+++ MATERIAL FOR THIS TASK +++

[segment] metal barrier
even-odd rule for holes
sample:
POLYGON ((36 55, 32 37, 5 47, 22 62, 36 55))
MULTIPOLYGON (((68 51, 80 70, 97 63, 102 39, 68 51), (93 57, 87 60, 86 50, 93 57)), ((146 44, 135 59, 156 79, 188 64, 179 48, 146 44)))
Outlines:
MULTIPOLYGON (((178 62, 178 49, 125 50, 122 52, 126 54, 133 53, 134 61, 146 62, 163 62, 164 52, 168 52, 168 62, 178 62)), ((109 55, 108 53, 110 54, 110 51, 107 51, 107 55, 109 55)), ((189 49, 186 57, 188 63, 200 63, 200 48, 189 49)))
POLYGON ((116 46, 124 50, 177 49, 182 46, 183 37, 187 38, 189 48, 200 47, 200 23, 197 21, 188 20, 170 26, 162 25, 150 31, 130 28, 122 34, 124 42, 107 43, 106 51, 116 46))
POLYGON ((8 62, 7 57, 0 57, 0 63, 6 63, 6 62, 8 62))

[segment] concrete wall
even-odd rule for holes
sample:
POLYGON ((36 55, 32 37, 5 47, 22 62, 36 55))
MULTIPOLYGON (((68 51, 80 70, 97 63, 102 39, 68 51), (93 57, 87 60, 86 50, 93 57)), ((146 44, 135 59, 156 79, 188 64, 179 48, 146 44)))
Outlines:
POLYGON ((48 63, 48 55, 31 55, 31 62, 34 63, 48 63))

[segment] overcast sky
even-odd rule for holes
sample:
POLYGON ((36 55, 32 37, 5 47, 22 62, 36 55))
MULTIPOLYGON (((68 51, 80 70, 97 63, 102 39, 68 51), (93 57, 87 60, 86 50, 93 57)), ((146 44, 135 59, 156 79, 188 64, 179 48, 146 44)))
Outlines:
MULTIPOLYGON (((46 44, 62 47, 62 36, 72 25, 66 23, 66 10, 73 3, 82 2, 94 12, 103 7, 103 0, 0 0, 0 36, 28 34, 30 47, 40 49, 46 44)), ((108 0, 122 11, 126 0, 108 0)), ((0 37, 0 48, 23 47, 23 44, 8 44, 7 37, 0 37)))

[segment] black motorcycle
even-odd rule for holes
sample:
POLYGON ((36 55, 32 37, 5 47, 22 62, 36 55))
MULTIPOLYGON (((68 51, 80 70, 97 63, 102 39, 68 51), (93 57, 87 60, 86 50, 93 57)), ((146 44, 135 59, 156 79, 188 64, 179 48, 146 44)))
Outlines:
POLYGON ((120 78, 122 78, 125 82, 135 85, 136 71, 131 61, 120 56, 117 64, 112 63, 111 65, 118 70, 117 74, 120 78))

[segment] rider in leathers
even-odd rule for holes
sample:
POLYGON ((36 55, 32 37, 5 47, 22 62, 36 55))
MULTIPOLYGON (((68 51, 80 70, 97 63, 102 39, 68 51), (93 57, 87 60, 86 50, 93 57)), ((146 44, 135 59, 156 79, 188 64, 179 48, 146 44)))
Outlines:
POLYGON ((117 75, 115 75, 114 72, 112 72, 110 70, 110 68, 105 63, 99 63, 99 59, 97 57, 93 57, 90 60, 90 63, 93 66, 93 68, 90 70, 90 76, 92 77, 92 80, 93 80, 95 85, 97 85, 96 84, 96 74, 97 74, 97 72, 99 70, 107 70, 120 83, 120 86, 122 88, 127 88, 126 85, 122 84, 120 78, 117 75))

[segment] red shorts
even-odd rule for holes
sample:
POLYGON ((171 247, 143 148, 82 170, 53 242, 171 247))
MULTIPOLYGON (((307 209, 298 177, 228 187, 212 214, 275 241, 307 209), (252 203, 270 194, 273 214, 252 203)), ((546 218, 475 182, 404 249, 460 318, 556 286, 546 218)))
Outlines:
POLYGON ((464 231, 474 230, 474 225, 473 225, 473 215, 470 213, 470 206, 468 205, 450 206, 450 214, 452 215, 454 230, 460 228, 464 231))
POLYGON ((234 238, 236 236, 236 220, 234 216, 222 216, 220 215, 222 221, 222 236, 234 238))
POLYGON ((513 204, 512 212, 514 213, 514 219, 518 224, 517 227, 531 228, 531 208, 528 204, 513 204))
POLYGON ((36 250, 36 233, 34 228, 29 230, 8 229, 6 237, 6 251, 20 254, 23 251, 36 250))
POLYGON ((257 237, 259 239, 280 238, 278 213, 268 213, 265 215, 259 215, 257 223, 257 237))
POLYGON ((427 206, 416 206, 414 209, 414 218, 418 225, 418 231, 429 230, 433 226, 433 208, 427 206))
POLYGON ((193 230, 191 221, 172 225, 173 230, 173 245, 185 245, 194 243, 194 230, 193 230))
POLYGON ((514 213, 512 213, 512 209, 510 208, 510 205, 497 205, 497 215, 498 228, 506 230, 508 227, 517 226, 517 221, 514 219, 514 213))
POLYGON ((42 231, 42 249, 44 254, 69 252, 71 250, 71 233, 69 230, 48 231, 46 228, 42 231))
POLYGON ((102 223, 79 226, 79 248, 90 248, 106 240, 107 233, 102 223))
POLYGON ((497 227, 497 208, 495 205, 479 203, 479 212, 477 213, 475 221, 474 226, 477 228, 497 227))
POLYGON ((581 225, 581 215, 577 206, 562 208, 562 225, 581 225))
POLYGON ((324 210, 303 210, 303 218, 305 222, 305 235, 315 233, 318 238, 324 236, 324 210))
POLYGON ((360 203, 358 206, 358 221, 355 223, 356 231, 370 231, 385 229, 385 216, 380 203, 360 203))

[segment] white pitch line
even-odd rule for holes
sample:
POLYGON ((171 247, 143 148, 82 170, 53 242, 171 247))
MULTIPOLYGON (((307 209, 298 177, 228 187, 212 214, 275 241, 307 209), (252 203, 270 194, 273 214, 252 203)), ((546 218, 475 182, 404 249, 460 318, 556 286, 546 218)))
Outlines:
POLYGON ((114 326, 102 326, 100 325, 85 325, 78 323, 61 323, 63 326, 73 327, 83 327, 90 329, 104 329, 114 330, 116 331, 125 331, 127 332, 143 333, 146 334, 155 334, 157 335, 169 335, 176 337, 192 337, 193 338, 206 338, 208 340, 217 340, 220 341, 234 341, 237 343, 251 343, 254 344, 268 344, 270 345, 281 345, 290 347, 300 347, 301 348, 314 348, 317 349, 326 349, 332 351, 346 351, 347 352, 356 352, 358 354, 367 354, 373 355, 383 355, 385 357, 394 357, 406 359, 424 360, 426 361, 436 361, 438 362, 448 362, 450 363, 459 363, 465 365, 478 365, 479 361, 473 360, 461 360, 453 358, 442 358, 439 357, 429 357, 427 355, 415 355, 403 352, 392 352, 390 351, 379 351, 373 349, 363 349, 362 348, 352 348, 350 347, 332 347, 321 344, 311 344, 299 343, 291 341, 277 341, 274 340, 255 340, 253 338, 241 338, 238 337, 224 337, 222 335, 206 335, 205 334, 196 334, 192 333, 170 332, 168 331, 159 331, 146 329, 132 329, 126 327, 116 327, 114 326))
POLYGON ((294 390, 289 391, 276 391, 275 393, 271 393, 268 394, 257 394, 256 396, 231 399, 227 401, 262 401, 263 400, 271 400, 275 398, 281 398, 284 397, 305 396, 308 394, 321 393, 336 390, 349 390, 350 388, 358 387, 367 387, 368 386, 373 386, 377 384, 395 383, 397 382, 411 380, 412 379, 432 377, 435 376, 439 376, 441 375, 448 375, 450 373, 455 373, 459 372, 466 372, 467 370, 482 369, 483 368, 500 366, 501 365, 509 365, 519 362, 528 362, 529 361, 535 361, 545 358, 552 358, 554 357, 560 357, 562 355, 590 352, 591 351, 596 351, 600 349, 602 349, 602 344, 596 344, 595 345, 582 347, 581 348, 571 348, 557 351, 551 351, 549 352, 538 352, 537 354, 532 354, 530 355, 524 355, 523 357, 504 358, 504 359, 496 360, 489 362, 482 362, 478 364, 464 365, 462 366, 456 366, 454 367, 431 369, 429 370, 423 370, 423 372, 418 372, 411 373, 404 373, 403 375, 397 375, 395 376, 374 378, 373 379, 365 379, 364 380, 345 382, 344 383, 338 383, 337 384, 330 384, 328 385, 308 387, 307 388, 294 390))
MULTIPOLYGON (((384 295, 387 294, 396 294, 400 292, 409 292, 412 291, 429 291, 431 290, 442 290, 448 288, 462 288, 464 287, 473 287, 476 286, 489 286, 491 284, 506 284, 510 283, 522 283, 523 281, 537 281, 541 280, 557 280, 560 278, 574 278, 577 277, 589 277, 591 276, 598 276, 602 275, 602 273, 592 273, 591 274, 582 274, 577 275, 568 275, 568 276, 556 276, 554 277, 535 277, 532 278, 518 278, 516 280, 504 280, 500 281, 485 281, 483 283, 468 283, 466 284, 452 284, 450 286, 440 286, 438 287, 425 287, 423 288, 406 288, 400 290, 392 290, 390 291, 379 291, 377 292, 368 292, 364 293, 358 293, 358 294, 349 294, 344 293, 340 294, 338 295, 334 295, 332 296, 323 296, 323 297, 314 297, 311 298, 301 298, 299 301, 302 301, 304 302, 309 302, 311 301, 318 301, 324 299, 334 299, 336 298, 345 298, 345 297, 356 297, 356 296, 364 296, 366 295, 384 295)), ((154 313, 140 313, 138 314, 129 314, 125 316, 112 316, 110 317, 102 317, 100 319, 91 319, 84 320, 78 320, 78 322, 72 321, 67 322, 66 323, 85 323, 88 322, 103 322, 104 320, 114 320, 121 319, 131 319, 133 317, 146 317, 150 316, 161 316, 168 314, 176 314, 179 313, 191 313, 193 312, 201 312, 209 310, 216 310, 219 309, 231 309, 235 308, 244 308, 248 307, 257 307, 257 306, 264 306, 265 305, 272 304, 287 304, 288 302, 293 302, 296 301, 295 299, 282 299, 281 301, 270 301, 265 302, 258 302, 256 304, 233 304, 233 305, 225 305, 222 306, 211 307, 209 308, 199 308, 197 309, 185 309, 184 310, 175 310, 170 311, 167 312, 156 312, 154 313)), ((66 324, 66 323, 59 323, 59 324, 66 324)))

+++

* [EXERCISE GOAL]
Rename "Outlines" to "Contours" in the entries between the lines holding "[segment] white pitch line" and "POLYGON ((294 390, 289", inclusive, and give those lines again with nothing else altered.

* [ANSWER]
[segment] white pitch line
even-odd rule for holes
sample:
POLYGON ((171 247, 143 148, 82 170, 53 242, 171 247))
MULTIPOLYGON (((307 209, 298 177, 228 187, 212 214, 275 241, 307 209), (252 203, 270 194, 273 214, 252 203)), ((546 218, 475 182, 404 249, 460 318, 556 286, 546 218)))
Contours:
POLYGON ((114 326, 102 326, 100 325, 85 325, 78 323, 61 323, 63 326, 73 327, 83 327, 90 329, 104 329, 114 330, 116 331, 125 331, 127 332, 143 333, 146 334, 155 334, 157 335, 169 335, 176 337, 192 337, 193 338, 206 338, 208 340, 217 340, 220 341, 234 341, 237 343, 251 343, 254 344, 268 344, 270 345, 281 345, 290 347, 300 347, 301 348, 314 348, 317 349, 326 349, 332 351, 346 351, 347 352, 356 352, 358 354, 367 354, 373 355, 383 355, 385 357, 394 357, 406 359, 424 360, 426 361, 436 361, 438 362, 448 362, 450 363, 459 363, 465 365, 478 365, 479 361, 473 360, 461 360, 453 358, 442 358, 439 357, 429 357, 427 355, 415 355, 403 352, 392 352, 390 351, 379 351, 373 349, 363 349, 362 348, 352 348, 350 347, 332 347, 321 344, 311 344, 299 343, 291 341, 277 341, 274 340, 255 340, 253 338, 241 338, 238 337, 224 337, 222 335, 206 335, 205 334, 196 334, 192 333, 170 332, 168 331, 159 331, 146 329, 132 329, 126 327, 116 327, 114 326))
POLYGON ((294 390, 289 391, 276 391, 275 393, 271 393, 268 394, 257 394, 256 396, 231 399, 227 401, 262 401, 263 400, 271 400, 275 398, 281 398, 284 397, 305 396, 308 394, 321 393, 336 390, 349 390, 350 388, 358 387, 367 387, 368 386, 373 386, 377 384, 395 383, 397 382, 411 380, 412 379, 432 377, 435 376, 439 376, 441 375, 448 375, 450 373, 455 373, 459 372, 466 372, 467 370, 482 369, 483 368, 500 366, 501 365, 509 365, 519 362, 528 362, 529 361, 535 361, 545 358, 552 358, 554 357, 560 357, 562 355, 590 352, 591 351, 596 351, 600 349, 602 349, 602 344, 596 344, 595 345, 582 347, 581 348, 571 348, 557 351, 551 351, 549 352, 538 352, 537 354, 532 354, 530 355, 524 355, 523 357, 504 358, 504 359, 496 360, 489 362, 482 362, 478 364, 464 365, 462 366, 456 366, 454 367, 431 369, 429 370, 423 370, 423 372, 418 372, 411 373, 404 373, 403 375, 397 375, 395 376, 374 378, 373 379, 365 379, 364 380, 345 382, 344 383, 338 383, 337 384, 330 384, 328 385, 308 387, 307 388, 294 390))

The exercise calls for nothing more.